* [What the task asks]:
From the first line of the data below through the line bearing "of the sand", reproduce each line exactly; do not include pictures.

* [Data shown]:
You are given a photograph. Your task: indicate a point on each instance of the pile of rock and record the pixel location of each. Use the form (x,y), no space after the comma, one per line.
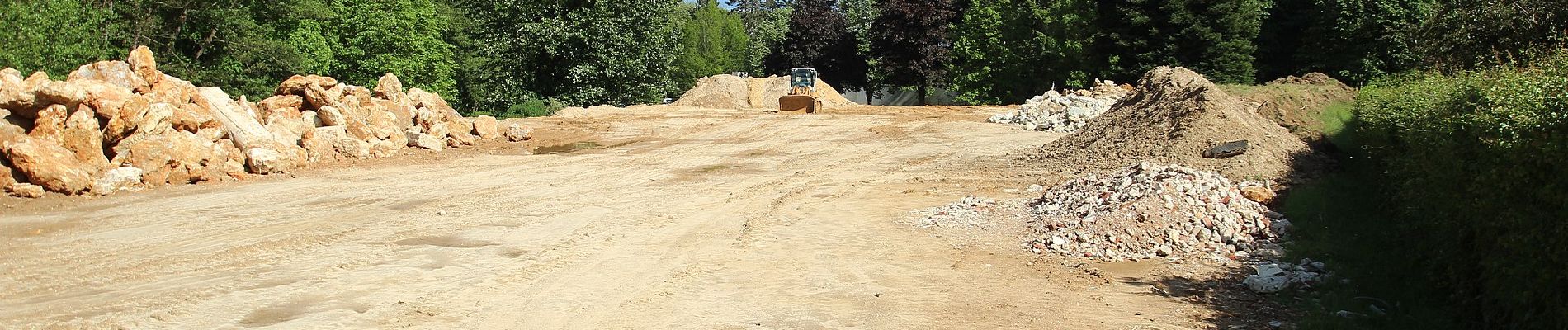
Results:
(1054,111)
(1146,211)
(123,124)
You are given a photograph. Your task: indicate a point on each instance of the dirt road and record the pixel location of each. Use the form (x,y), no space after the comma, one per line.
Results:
(687,219)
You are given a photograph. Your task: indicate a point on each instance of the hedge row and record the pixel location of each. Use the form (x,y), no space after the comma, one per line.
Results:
(1477,167)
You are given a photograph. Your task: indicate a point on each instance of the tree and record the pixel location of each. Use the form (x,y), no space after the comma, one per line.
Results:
(766,24)
(1211,36)
(1008,50)
(712,43)
(54,36)
(579,52)
(399,36)
(819,38)
(909,43)
(1466,35)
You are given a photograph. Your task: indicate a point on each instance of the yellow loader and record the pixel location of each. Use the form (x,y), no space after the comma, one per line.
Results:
(801,92)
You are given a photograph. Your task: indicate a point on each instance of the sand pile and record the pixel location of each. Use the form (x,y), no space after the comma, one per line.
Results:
(720,91)
(1174,116)
(1146,211)
(1297,102)
(734,92)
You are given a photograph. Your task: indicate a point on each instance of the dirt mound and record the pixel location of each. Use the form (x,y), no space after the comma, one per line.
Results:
(719,91)
(1297,102)
(734,92)
(1175,116)
(1146,211)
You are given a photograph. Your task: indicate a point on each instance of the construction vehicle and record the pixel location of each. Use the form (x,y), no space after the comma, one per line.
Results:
(801,92)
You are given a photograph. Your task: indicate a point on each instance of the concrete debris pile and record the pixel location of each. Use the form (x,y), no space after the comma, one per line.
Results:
(1174,116)
(116,125)
(734,92)
(1273,277)
(968,213)
(1054,111)
(1146,211)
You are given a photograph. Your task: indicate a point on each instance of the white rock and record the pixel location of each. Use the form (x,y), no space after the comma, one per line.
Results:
(116,180)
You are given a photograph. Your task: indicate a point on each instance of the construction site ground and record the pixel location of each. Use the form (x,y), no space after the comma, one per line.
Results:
(649,218)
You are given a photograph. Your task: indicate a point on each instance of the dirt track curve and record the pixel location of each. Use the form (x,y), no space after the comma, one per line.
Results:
(690,219)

* [Answer box]:
You are given a photograph. Your task: indicate a point on each instance of the pile of rock and record the pixel location of each. Use the form (x,y), no space after the comma, one per line.
Results:
(1054,111)
(1146,211)
(123,124)
You are given a photograph. Your task: indicate a point on each instance of the dirt road and record the pixel location of each. Use the form (x,y), no space after the comma, one per line.
Results:
(687,219)
You are given a photograph. Your task: indicate a point on each instance of the hedge row and record the pixel location of each. Use the form (x,y), no space after the comma, one per line.
Results:
(1477,167)
You are given a photograph. Your task: indicate a point on each instance of the tree and record the pixel location of each. Use the form (x,y), no space after the comma, one per line.
Results:
(766,24)
(1211,36)
(1008,50)
(712,43)
(54,36)
(579,52)
(399,36)
(819,38)
(909,43)
(1466,35)
You are given a photograph. Your task: indicate a point on each instance of the yellow loader and record the pixel location of each. Use the form (x,y), no space after the comma, one per line.
Results:
(801,92)
You are given a photograph. Your task: indicate a point on each instance of the sand pile and record the pixel location of each. Use the form (x,y), no space after the comma, one per line.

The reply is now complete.